* **Your assignment**
The line containing "Query: dry grass" and every line after it, through the end of the records below, are to be reproduced exactly, with the pictures left out.

#####

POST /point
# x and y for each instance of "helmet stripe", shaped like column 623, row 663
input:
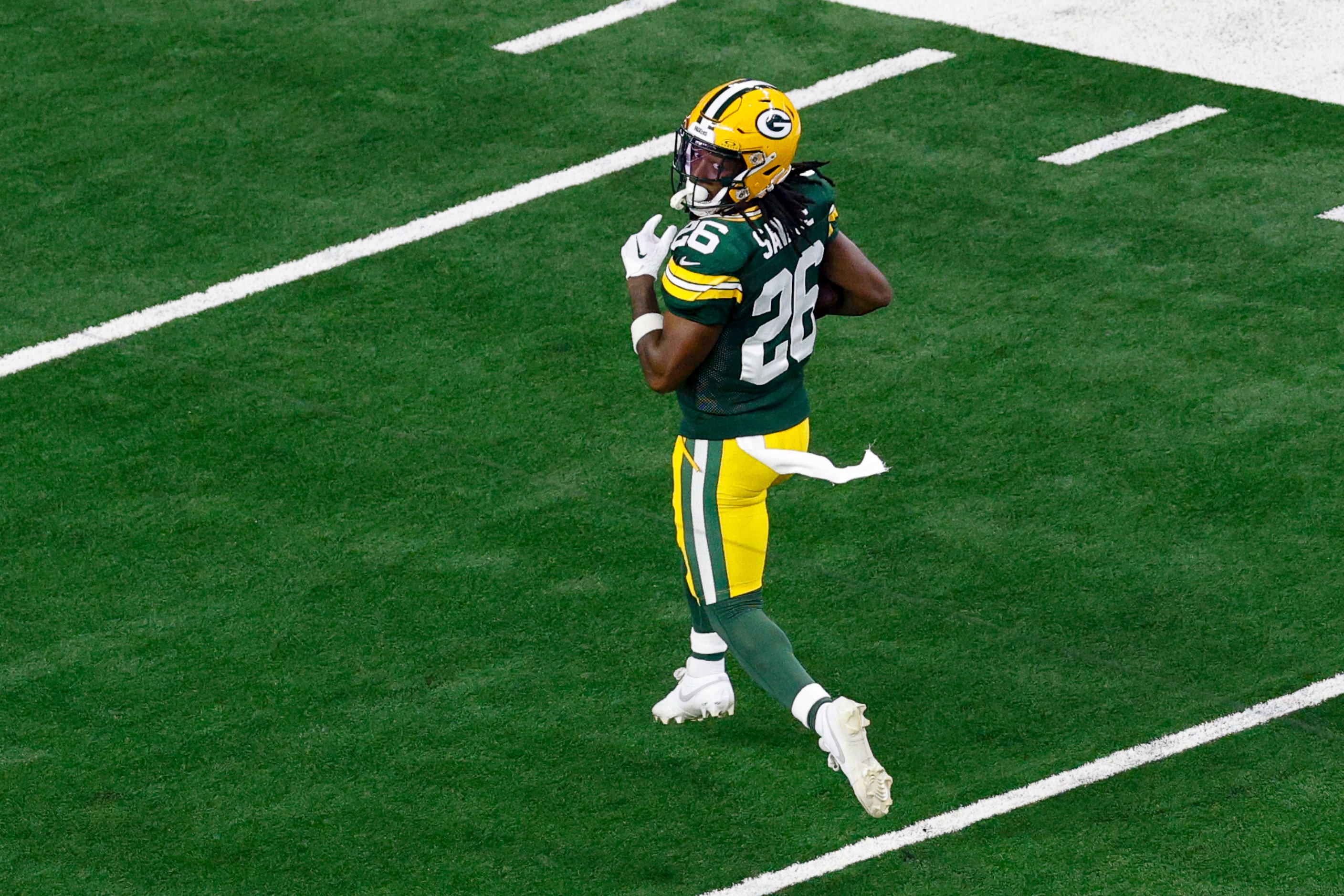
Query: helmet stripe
column 715, row 106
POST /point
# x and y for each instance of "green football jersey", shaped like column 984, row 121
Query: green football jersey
column 761, row 288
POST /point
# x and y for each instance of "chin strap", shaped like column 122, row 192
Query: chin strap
column 686, row 199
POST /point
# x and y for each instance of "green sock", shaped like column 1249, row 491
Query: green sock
column 764, row 651
column 707, row 648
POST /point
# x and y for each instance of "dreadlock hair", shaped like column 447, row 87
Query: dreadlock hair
column 784, row 203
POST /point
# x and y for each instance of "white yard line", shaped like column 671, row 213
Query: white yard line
column 1045, row 789
column 1289, row 46
column 574, row 27
column 1131, row 136
column 422, row 228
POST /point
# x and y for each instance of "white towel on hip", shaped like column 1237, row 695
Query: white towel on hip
column 785, row 461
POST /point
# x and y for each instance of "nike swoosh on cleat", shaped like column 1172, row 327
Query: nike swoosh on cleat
column 687, row 696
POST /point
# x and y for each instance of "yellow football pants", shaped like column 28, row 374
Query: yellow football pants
column 718, row 500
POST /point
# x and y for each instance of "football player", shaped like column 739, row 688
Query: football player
column 760, row 261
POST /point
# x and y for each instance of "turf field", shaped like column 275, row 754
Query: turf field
column 366, row 583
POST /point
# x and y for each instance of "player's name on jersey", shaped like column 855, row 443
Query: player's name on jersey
column 773, row 237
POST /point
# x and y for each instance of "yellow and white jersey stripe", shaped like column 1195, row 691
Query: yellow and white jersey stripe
column 690, row 285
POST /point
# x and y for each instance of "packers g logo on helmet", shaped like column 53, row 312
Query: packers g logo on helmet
column 735, row 146
column 775, row 123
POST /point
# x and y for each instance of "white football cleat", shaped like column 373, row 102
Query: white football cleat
column 842, row 727
column 697, row 698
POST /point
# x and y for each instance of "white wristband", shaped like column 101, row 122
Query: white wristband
column 643, row 325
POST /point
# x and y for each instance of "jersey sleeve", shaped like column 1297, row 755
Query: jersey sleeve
column 821, row 198
column 832, row 228
column 701, row 281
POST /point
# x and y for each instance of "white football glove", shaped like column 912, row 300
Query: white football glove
column 646, row 250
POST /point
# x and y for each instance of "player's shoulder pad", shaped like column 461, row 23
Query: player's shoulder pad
column 706, row 259
column 715, row 245
column 816, row 188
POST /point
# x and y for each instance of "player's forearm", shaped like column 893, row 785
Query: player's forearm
column 861, row 285
column 858, row 302
column 652, row 358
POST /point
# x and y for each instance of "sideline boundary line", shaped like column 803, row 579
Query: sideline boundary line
column 1131, row 136
column 424, row 228
column 574, row 27
column 1045, row 789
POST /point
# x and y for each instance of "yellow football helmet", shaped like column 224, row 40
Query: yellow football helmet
column 735, row 146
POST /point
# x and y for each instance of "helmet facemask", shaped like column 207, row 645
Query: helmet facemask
column 707, row 178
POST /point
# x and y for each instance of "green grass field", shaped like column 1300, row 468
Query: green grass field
column 366, row 585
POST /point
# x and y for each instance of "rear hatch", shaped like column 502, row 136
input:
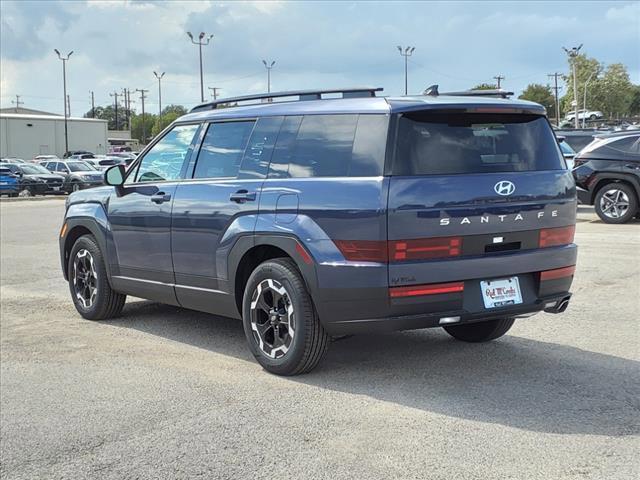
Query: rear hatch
column 473, row 185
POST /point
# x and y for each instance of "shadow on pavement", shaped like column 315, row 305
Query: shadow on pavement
column 513, row 381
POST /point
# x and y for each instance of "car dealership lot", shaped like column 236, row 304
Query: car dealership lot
column 168, row 393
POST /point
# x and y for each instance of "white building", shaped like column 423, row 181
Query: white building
column 25, row 136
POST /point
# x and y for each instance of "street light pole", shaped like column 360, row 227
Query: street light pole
column 64, row 86
column 573, row 54
column 201, row 41
column 268, row 66
column 406, row 53
column 584, row 102
column 159, row 77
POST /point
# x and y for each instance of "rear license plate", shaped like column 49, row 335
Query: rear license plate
column 501, row 292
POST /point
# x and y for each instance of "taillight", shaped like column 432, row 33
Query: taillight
column 557, row 273
column 424, row 248
column 363, row 250
column 550, row 237
column 430, row 289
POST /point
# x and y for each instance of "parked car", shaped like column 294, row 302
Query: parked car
column 584, row 115
column 77, row 175
column 578, row 139
column 76, row 152
column 12, row 160
column 567, row 152
column 8, row 181
column 607, row 173
column 36, row 180
column 44, row 158
column 127, row 157
column 316, row 218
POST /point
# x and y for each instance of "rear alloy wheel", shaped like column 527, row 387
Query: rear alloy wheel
column 90, row 290
column 481, row 331
column 616, row 203
column 282, row 328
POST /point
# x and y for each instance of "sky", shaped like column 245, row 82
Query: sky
column 119, row 44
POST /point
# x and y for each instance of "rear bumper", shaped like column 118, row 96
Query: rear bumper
column 552, row 304
column 356, row 298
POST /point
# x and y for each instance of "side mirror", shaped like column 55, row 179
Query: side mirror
column 114, row 176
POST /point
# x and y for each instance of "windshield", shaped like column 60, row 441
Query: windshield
column 80, row 166
column 34, row 169
column 443, row 143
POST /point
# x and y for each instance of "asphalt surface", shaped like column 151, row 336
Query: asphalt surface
column 169, row 393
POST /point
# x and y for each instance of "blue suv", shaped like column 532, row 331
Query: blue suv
column 316, row 214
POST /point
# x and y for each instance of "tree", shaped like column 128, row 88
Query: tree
column 609, row 89
column 541, row 94
column 485, row 86
column 108, row 113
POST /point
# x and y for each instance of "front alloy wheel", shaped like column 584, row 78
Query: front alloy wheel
column 272, row 318
column 85, row 278
column 616, row 203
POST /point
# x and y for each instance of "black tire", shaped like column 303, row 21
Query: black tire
column 309, row 342
column 106, row 303
column 481, row 331
column 615, row 211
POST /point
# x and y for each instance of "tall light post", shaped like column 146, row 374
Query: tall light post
column 159, row 77
column 584, row 102
column 406, row 53
column 269, row 66
column 573, row 54
column 64, row 98
column 201, row 41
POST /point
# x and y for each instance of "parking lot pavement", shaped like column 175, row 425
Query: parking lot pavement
column 168, row 393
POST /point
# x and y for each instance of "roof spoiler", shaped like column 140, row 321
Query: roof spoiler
column 432, row 91
column 353, row 92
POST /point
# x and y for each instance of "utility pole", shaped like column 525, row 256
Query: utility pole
column 269, row 66
column 214, row 92
column 64, row 98
column 408, row 51
column 201, row 41
column 159, row 77
column 573, row 54
column 555, row 76
column 144, row 129
column 17, row 102
column 115, row 104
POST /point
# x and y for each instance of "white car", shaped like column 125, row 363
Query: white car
column 584, row 115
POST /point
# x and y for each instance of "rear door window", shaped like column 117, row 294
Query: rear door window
column 222, row 149
column 330, row 146
column 464, row 143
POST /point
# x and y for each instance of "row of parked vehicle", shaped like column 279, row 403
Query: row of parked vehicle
column 48, row 174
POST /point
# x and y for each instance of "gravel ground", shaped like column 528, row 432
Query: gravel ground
column 169, row 393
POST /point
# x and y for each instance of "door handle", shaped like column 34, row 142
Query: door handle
column 242, row 196
column 160, row 197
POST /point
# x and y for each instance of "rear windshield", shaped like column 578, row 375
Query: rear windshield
column 454, row 143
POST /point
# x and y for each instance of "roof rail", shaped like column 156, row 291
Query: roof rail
column 433, row 91
column 354, row 92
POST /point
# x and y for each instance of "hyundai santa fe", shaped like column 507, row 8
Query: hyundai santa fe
column 310, row 217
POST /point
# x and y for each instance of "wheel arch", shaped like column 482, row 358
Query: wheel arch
column 602, row 180
column 251, row 251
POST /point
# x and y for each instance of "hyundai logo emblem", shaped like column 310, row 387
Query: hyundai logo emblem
column 504, row 188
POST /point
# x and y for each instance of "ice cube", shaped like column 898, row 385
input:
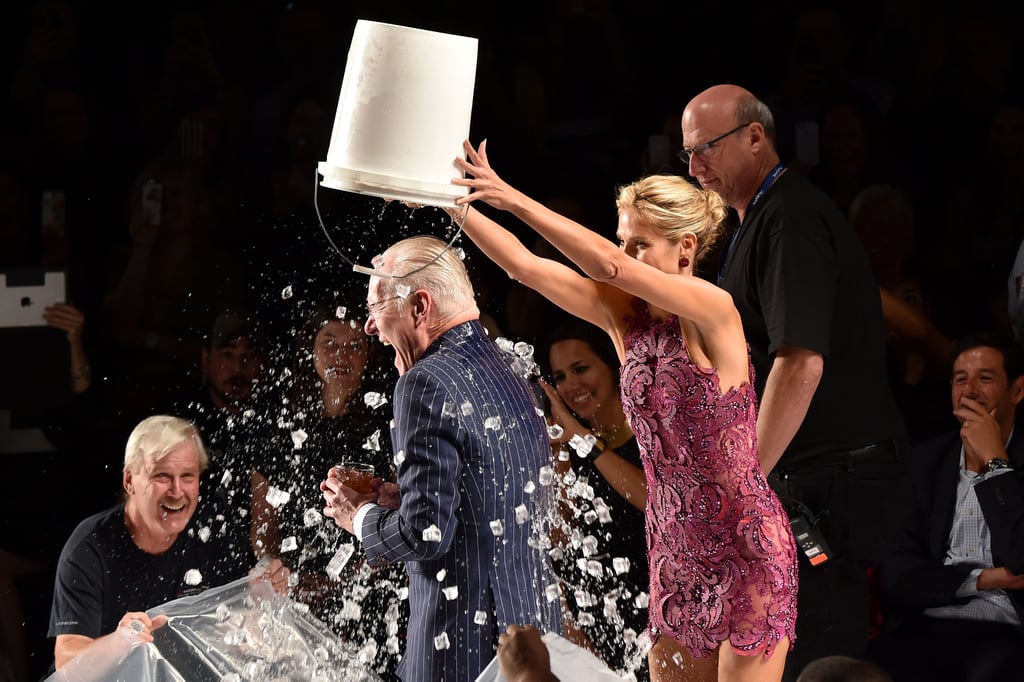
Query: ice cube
column 311, row 517
column 339, row 560
column 276, row 497
column 431, row 534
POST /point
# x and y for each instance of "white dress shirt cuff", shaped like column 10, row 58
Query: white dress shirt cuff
column 357, row 519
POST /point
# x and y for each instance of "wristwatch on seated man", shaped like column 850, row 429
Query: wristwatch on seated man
column 997, row 463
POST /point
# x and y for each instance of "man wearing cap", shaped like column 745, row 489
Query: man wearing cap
column 224, row 411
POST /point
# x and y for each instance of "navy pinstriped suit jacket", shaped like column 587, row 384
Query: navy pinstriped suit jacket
column 459, row 470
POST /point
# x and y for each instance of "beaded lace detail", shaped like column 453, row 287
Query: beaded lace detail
column 723, row 563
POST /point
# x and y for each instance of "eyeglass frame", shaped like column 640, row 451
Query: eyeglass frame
column 377, row 306
column 702, row 148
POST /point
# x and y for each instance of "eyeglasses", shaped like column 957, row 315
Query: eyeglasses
column 376, row 306
column 704, row 150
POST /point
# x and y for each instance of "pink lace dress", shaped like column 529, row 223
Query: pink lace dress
column 723, row 563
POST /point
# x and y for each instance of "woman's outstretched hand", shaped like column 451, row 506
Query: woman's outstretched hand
column 483, row 183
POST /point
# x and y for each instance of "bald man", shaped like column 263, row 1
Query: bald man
column 829, row 433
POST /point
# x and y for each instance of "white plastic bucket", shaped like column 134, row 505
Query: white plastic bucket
column 402, row 115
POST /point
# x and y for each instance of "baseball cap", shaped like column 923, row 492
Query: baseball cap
column 230, row 325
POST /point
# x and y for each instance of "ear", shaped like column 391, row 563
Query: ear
column 1017, row 390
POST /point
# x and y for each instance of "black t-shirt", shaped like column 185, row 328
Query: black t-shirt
column 101, row 574
column 800, row 278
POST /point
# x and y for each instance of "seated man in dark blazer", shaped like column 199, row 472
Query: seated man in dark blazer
column 952, row 580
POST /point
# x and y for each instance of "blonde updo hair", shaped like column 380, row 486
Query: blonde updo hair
column 158, row 435
column 673, row 206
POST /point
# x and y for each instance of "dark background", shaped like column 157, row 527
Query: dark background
column 567, row 94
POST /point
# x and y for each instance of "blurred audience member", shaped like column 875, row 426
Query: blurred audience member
column 953, row 577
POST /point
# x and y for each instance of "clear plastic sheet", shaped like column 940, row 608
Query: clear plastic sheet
column 239, row 632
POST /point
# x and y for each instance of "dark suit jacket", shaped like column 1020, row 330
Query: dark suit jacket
column 912, row 574
column 468, row 437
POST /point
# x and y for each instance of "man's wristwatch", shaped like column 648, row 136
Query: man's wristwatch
column 997, row 463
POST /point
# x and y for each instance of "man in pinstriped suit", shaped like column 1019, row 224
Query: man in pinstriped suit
column 469, row 442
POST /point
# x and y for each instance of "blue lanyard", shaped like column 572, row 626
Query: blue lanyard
column 768, row 181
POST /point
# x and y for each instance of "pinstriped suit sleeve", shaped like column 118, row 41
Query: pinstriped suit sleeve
column 428, row 478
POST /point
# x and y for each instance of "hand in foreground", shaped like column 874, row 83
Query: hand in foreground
column 66, row 317
column 270, row 570
column 981, row 433
column 137, row 627
column 522, row 655
column 484, row 183
column 342, row 502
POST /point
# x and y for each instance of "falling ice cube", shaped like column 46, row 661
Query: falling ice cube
column 339, row 560
column 551, row 592
column 585, row 599
column 373, row 442
column 581, row 444
column 276, row 497
column 431, row 534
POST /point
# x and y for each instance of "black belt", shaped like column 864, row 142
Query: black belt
column 851, row 460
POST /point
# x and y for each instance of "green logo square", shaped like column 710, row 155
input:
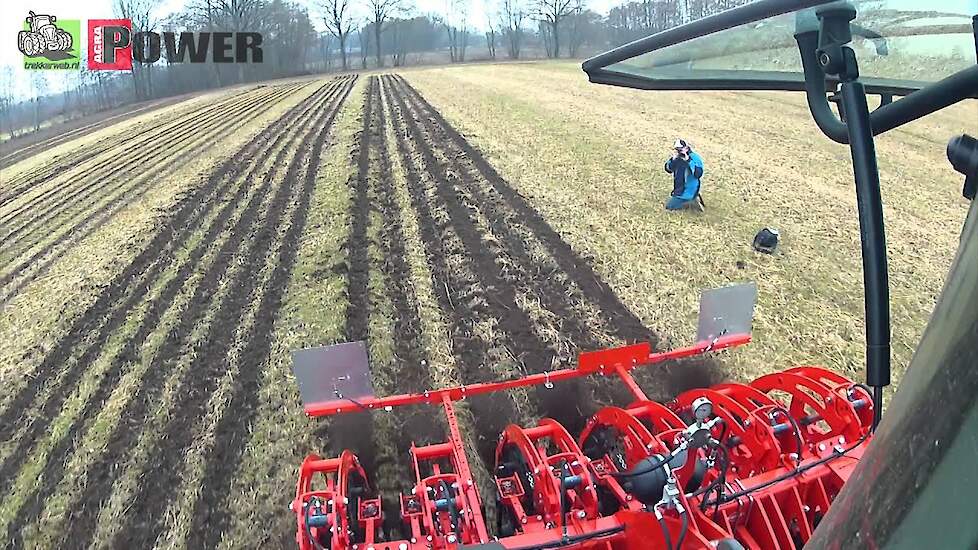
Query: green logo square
column 48, row 42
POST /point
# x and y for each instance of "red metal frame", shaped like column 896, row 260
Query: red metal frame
column 781, row 440
column 604, row 362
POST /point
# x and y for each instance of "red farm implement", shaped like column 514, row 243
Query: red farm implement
column 735, row 465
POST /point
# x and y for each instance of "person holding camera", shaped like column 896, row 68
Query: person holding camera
column 686, row 168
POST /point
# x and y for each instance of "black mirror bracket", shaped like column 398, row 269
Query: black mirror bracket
column 962, row 152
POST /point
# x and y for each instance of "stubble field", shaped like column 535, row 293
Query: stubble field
column 470, row 224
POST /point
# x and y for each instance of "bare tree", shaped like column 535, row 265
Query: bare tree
column 339, row 23
column 364, row 38
column 380, row 12
column 456, row 24
column 38, row 82
column 140, row 13
column 7, row 83
column 490, row 37
column 513, row 13
column 552, row 13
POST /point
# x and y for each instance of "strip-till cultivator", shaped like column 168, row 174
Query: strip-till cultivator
column 735, row 465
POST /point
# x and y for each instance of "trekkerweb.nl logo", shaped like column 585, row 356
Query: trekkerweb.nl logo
column 49, row 43
column 110, row 44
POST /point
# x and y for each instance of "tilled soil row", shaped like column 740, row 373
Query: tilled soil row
column 20, row 151
column 391, row 435
column 251, row 240
column 460, row 293
column 564, row 281
column 60, row 164
column 93, row 182
column 92, row 330
column 77, row 334
column 498, row 286
column 84, row 219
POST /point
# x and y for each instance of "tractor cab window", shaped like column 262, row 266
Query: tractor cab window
column 901, row 43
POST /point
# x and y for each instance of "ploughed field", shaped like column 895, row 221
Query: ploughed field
column 470, row 224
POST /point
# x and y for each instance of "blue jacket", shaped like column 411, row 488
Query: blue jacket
column 693, row 173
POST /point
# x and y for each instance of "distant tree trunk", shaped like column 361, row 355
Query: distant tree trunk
column 556, row 37
column 378, row 24
column 491, row 42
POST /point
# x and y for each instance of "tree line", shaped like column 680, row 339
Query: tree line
column 357, row 35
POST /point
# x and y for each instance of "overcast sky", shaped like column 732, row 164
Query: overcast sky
column 13, row 12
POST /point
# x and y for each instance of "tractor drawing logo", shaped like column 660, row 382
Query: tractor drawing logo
column 43, row 38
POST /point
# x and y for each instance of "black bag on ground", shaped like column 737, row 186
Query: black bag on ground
column 766, row 240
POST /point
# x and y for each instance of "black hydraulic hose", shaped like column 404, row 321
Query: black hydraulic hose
column 651, row 468
column 665, row 531
column 870, row 206
column 573, row 540
column 682, row 531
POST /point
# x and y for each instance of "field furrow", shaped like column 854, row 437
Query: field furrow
column 33, row 258
column 71, row 190
column 190, row 244
column 73, row 366
column 158, row 268
column 29, row 179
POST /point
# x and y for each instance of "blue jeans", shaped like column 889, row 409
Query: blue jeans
column 676, row 203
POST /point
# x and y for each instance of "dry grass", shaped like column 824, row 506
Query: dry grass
column 588, row 157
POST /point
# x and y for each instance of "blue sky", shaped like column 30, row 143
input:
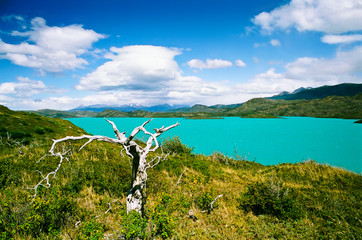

#####

* **Response box**
Query: dry grass
column 588, row 157
POST /point
# x and y for each instance of "blue sky", shaped like column 30, row 143
input:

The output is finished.